Tarik Ulur Penanganan Wabah Covid-19 di Indonesia

Gambar : kompas.com
Oleh: Anita Sutrisnawati, S.Pd

Tagar 'Indonesia Terserah' belakangan ini menduduki trending topik di jagad sosial media. Nampaknya tagar ini menjadi bentuk protes para tenaga kesehatan dan rakyat atas anomali kebijakan penanganan wabah covid-19 di Indonesia.

Awal tahun lalu saat negara-negara lain bersiap mengantisipasi masuknya virus covid-19 di negerinya, pemerintah Indonesia menyikapinya dengan candaan. Saat kasus positif covid-19 mulai ditemukan di beberapa daerah, pemerintah pun tak segera mengambil kebijakan preventif yang tegas. Ketika jumlah korban virus covid-19 mencapai ribuan orang barulah kebijakan PSBB dan social distabcing diambil. Padahal saat itu banyak pakar yang mengatakan terlambat. 

Di beberapa daerah yang ditemukan kasus positif covid-19 cukup tinggi mulai memberlakukan PSBB untuk mengantisipasi booming pasien positif covid-19 maupun PDP yang dikhawatirkan tak mampu ditampung oleh fasilitas kesehatan yang ada di daerahnya. 

Sayangnya baru saja berjalan beberapa pekan, pemerintah mengeluarkan kembali kebijakan pelonggaran PSBB dengan alasan ekonomi. Moda transportasi umum diperbolehkan kembali beroperasi. Walhasil meskipun pemerintah menegaskan mudik dilarang selama pandemi tetap saja antrian penumpang yang hendak pulang kampung di bandara internasional Soekarno-Hatta mengular. 

Temuan 40 penumpang pesawat positif covid-19 di bandara internasional Soekarno-Hatta (18/5) seakan menjadi bukti kekhawatiran para tenaga kesehatan akan penyebaran virus covid-19 yang tak terkendali. Upaya mereka menolong para pasien positif covid-19 ataupun PDP dengan segala resikonya akan lebih lama lagi. 

Inkonsistensi pemerintah dalam penanganan wabah covid-19 ini ditambah dengan minimnya pendanaan untuk mengatasi wabah cukup mencerminkan watak asli penerapan sistem kapitalisme. Dalam urusan nyawa sekalipun mereka masih berhitung untung dan rugi.

### Langkah yang Diminta
[a] Salin bagian teks tentang penanganan wabah Covid-19 tanpa perubahan, dimulai dengan "Di beberapa daerah yang" dan berlanjut sampai "internasional Soekarno-Hatta mengular.".
[b] Jawab pertanyaan berikut berdasarkan teks tentang penanganan wabah Covid-19:
(i) Tagar apa yang disebut menduduki trending topik di media sosial?
(ii) Berapa penumpang pesawat yang ditemukan positif covid-19 di bandara internasional Soekarno-Hatta (18/5)?
(iii) Dengan alasan apa pemerintah mengeluarkan kebijakan pelonggaran PSBB?

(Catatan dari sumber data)

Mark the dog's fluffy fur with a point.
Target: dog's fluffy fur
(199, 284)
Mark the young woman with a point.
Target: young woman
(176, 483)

### Jawaban yang Diharapkan
[a]
Di beberapa daerah yang ditemukan kasus positif covid-19 cukup tinggi mulai memberlakukan PSBB untuk mengantisipasi booming pasien positif covid-19 maupun PDP yang dikhawatirkan tak mampu ditampung oleh fasilitas kesehatan yang ada di daerahnya. 

Sayangnya baru saja berjalan beberapa pekan, pemerintah mengeluarkan kembali kebijakan pelonggaran PSBB dengan alasan ekonomi. Moda transportasi umum diperbolehkan kembali beroperasi. Walhasil meskipun pemerintah menegaskan mudik dilarang selama pandemi tetap saja antrian penumpang yang hendak pulang kampung di bandara internasional Soekarno-Hatta mengular.

[b]
(i) 'Indonesia Terserah'
(ii) 40 penumpang
(iii) Alasan ekonomi